| TO BE DONE |
Could you set out the records below as a numbered list, skipping any blank lines and leaving the pictures out?

| LISTED ENTRIES |

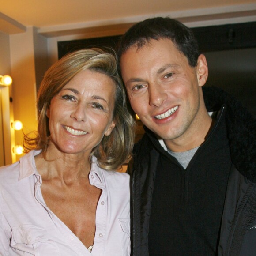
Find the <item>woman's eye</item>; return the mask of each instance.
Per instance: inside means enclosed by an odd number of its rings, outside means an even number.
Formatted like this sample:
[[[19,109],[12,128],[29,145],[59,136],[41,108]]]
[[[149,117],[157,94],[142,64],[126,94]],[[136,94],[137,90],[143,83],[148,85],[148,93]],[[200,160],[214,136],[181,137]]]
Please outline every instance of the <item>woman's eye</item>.
[[[75,98],[74,96],[70,95],[64,95],[62,96],[62,98],[68,101],[72,101],[75,100]]]
[[[133,87],[132,90],[139,90],[142,89],[143,88],[144,88],[145,86],[143,84],[138,84]]]
[[[164,78],[169,78],[171,77],[172,76],[173,76],[173,73],[169,73],[169,74],[167,74],[167,75],[166,75],[164,76]]]
[[[92,104],[92,106],[95,109],[103,109],[103,107],[99,103],[94,103]]]

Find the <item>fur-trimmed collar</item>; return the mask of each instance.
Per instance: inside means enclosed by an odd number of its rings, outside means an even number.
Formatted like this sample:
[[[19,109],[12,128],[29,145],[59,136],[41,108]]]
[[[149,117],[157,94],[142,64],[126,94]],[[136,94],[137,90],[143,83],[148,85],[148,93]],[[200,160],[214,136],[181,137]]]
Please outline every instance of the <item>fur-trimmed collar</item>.
[[[236,168],[256,182],[256,119],[234,97],[216,87],[203,87],[208,112],[226,108],[225,118],[231,159]]]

| COMPLETED TASK |
1. Find the <item>woman's eye</item>; return the mask of each instance.
2. Per instance: inside means enclosed by an odd number of its rings, outside means an even number.
3. Formatted like this sample:
4. [[[19,109],[12,128],[29,145],[59,136],[41,108]]]
5. [[[149,117],[157,94],[142,64],[126,94]],[[136,94],[137,90],[143,83],[148,85],[148,93]],[[200,160],[214,136],[181,137]]]
6. Please outline every instance of the <item>woman's eye</item>.
7. [[[75,98],[74,96],[70,95],[64,95],[62,96],[62,98],[68,101],[72,101],[75,100]]]
8. [[[133,87],[132,90],[139,90],[142,89],[143,88],[144,88],[145,86],[143,84],[138,84]]]
9. [[[164,78],[169,78],[171,77],[172,76],[173,76],[173,73],[169,73],[169,74],[167,74],[167,75],[166,75],[164,76]]]
10. [[[92,104],[92,106],[95,109],[103,109],[103,107],[99,103],[94,103]]]
11. Find the <item>fur-trimmed collar</item>; return the mask of each instance.
12. Per instance: inside means enclosed by an odd number of its rings, outside means an even number.
13. Formatted like this sample:
14. [[[19,109],[12,128],[29,145],[59,136],[41,108]]]
15. [[[149,117],[157,94],[142,64],[126,94]],[[136,94],[137,90],[143,83],[148,85],[148,93]],[[200,160],[214,136],[181,137]]]
16. Please outline every instance of the <item>fur-trimmed collar</item>.
17. [[[236,168],[256,182],[256,119],[234,97],[216,87],[203,87],[208,112],[226,108],[225,118],[231,159]]]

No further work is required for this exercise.